Des femmes comme des hommes, en franc-maçonnerie, travaillent aussi chacun de leur côté à ce qui est – à la fois dans leur choix de vie, dans leur identité sexuée et sexuelle – du fait de la société, la part innée et celle acquise.
Ce corps que nous avons, que nous en apprécions toutes ses courbes, tous ses défauts et que nous nous émerveillons de ses qualités – nous nous sommes résignés à le garder et à le maintenir en état (ou presque).
« Les contraires s’opposent, se confrontent, s’affrontent tant qu’ils ne sont pas parvenus à se compléter
[...]
L’être est face à lui-même, face à ce miroir qui lui fut tendu lors de l’initiation dans lequel il reconnait son pire ennemi.
Car l’ennemi c’est le corps, son corps, son image, le regard sur soi et celui que les autres posent sur celui-ci.
A ce titre et pour faire tomber une idée fausse, il me semble important de préciser ici que la transition d’un genre à l’autre n’a rien à voir avec l’orientation, il s’agit d’une question identitaire et non pas sexuelle, le terme « transsexuelle » ne concerne que les personnes ayant subi une opération de réassignation.
Par ailleurs, ce n’est pas un état choisi, mais un état subi, qui choisirait de vivre une telle vie ? »
La transidentité est la transformation de ce corps, ne pas le garder tel qu’il est – qu’il soit à l’image de ce que l’on est – Cela dépasse le simple caprice, les complexes que notre société entretient : cette quête du corps parfait ou de l’éternelle jeunesse.
Ce n’est pas juste la détestation de son corps, c’est qu’il n’est pas ce qu’elle est. Qu’il l’a poursuivi comme une ombre fatiguée dans chaque geste du quotidien.
Il faut être lui pour comprendre elle.
« La transidentité est une double voir triple peine : punition d’un corps non désiré, punition d’une vie sociale compliquée et punition administrative d’une non reconnaissance de l’être.
Et c’est aussi une expérience extraordinaire où le dépassement de la dualité ouvre un champ de compréhension insoupçonné, une vision nouvelle, une chance incroyable de ressentir en soi son unicité et de la vivre dans son cœur et dans son quotidien, dans la vie profane et sacrée comme une complétude, source d’un bonheur sans nom où je me re-connais… Enfin.»

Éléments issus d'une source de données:
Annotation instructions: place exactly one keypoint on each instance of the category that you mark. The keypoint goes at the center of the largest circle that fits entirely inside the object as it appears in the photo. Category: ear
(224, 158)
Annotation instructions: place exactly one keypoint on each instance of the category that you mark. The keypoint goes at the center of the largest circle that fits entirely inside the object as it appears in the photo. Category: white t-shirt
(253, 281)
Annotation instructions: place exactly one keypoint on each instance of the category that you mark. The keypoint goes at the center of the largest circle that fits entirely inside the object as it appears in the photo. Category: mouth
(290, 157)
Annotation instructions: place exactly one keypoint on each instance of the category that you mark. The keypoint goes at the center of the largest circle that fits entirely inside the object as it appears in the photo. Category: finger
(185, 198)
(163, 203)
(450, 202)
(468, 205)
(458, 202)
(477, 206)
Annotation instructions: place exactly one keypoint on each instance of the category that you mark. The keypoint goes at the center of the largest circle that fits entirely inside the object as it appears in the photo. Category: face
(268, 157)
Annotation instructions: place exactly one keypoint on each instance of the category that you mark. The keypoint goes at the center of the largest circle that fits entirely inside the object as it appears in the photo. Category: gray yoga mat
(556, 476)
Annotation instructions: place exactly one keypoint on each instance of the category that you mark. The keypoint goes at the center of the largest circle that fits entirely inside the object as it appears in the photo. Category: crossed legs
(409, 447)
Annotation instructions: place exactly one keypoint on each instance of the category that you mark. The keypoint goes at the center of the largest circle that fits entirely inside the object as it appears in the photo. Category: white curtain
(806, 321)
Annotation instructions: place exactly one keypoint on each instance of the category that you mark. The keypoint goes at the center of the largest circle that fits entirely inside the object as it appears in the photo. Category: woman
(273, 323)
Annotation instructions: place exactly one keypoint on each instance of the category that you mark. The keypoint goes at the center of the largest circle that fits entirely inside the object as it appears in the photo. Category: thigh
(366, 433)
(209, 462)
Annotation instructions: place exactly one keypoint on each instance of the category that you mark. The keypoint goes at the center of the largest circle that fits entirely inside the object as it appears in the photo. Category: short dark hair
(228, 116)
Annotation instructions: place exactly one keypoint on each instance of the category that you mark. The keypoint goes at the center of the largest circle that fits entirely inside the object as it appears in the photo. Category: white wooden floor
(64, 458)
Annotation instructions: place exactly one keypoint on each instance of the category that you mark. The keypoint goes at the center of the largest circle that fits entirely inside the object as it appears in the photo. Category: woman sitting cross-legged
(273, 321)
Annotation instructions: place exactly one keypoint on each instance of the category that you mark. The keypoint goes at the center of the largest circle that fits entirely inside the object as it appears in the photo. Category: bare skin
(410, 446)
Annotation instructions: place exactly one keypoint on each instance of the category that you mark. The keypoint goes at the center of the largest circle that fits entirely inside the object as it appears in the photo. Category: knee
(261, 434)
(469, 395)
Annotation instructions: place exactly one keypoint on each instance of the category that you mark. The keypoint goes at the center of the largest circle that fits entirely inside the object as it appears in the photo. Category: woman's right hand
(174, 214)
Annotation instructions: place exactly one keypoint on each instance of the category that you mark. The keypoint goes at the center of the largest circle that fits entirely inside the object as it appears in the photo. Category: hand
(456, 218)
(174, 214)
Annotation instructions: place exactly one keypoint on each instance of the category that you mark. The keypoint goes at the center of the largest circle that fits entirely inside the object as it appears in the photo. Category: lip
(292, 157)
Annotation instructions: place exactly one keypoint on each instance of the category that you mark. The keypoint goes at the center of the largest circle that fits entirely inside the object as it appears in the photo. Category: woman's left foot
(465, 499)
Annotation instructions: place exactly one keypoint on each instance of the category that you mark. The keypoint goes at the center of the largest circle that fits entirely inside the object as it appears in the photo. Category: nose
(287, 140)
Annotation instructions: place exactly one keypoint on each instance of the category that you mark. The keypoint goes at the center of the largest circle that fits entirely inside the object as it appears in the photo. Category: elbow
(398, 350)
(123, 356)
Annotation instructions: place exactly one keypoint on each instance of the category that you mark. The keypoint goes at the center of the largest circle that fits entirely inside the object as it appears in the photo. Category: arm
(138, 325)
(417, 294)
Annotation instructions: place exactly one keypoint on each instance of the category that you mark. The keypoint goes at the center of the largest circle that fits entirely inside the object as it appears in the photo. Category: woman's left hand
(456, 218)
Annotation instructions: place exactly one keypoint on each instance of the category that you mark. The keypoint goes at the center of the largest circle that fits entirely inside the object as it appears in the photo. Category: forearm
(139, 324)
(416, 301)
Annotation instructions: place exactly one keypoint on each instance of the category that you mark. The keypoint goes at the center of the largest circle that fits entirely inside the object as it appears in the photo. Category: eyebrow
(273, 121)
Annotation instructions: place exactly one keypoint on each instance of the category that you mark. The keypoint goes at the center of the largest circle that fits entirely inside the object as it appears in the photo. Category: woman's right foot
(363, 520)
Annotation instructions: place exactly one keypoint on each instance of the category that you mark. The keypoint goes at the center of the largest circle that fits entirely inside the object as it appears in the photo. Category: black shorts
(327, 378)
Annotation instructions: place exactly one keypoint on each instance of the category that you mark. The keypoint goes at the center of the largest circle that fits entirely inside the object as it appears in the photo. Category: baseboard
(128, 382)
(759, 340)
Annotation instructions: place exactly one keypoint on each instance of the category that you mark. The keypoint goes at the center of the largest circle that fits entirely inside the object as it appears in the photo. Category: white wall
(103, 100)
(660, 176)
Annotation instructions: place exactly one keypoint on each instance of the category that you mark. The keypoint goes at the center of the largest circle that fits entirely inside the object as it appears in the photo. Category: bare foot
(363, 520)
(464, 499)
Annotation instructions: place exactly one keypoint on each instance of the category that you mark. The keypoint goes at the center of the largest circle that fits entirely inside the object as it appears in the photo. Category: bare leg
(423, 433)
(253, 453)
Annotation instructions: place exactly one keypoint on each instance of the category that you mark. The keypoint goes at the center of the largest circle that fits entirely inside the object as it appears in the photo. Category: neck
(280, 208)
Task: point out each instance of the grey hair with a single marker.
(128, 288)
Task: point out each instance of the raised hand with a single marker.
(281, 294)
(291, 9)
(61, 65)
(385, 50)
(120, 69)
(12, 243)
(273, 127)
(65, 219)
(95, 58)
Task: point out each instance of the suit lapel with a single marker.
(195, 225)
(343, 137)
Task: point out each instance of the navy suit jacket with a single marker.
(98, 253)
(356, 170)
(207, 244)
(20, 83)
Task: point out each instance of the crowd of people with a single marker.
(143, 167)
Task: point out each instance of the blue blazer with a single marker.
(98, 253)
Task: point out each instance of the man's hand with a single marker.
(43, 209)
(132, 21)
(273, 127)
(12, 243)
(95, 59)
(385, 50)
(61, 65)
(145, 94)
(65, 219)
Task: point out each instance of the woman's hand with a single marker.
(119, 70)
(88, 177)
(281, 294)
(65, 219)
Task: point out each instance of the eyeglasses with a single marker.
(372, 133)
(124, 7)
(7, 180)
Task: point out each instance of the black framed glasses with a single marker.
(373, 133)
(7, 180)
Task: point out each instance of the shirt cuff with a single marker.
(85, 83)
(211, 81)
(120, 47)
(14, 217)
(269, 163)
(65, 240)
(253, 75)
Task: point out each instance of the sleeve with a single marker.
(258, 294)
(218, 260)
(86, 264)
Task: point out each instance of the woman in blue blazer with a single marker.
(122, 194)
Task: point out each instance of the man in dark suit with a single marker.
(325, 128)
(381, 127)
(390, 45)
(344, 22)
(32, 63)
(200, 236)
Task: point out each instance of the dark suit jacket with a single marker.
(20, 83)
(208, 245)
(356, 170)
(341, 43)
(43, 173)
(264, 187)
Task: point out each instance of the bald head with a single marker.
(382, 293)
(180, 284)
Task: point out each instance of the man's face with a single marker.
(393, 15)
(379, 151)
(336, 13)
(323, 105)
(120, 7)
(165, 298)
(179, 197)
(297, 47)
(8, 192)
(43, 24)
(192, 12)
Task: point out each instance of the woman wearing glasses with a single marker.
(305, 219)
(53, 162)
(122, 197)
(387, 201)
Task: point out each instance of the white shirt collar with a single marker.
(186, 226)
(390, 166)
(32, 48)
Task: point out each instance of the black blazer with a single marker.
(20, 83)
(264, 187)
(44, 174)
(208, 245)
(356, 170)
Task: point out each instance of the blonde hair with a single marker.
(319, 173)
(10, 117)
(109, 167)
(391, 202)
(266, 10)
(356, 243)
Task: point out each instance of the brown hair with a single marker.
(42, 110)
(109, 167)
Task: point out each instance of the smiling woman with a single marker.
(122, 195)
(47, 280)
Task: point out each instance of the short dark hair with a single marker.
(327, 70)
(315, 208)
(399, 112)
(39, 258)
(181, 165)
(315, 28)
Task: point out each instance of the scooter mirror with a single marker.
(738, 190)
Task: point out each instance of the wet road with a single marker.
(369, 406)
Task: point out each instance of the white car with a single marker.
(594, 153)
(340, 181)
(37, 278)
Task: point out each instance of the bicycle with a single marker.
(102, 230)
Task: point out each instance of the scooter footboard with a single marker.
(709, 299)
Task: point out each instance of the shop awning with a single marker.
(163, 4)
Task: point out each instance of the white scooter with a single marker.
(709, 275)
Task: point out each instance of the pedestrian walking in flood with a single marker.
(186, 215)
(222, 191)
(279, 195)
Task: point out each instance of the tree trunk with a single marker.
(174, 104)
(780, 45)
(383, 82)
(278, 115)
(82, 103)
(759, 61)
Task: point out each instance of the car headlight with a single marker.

VOS TÂCHES
**a.** Modifiez le passage du texte sur la transidentité qui commence par « La transidentité est la » et va jusqu'à « pour comprendre elle. », en y remplaçant « caprice » par « coup de tête ».
**b.** Réécrivez sous forme de tableau Markdown, avec une colonne « Numéro » pour le rang de chaque ligne et une colonne « Ligne de la liste », les lignes de la liste à partir de celle qui contient « Task: point out each instance of the tree » et jusqu'à la fin de la liste, en omettant les lignes vides.

RÉPONSES ATTENDUES
**a.**
La transidentité est la transformation de ce corps, ne pas le garder tel qu’il est – qu’il soit à l’image de ce que l’on est – Cela dépasse le simple coup de tête, les complexes que notre société entretient : cette quête du corps parfait ou de l’éternelle jeunesse.
Ce n’est pas juste la détestation de son corps, c’est qu’il n’est pas ce qu’elle est. Qu’il l’a poursuivi comme une ombre fatiguée dans chaque geste du quotidien.
Il faut être lui pour comprendre elle.

**b.**
| Numéro | Ligne de la liste |
|---|---|
| 1 | Task: point out each instance of the tree trunk with a single marker. |
| 2 | (174, 104) |
| 3 | (780, 45) |
| 4 | (383, 82) |
| 5 | (278, 115) |
| 6 | (82, 103) |
| 7 | (759, 61) |
| 8 | Task: point out each instance of the car headlight with a single marker. |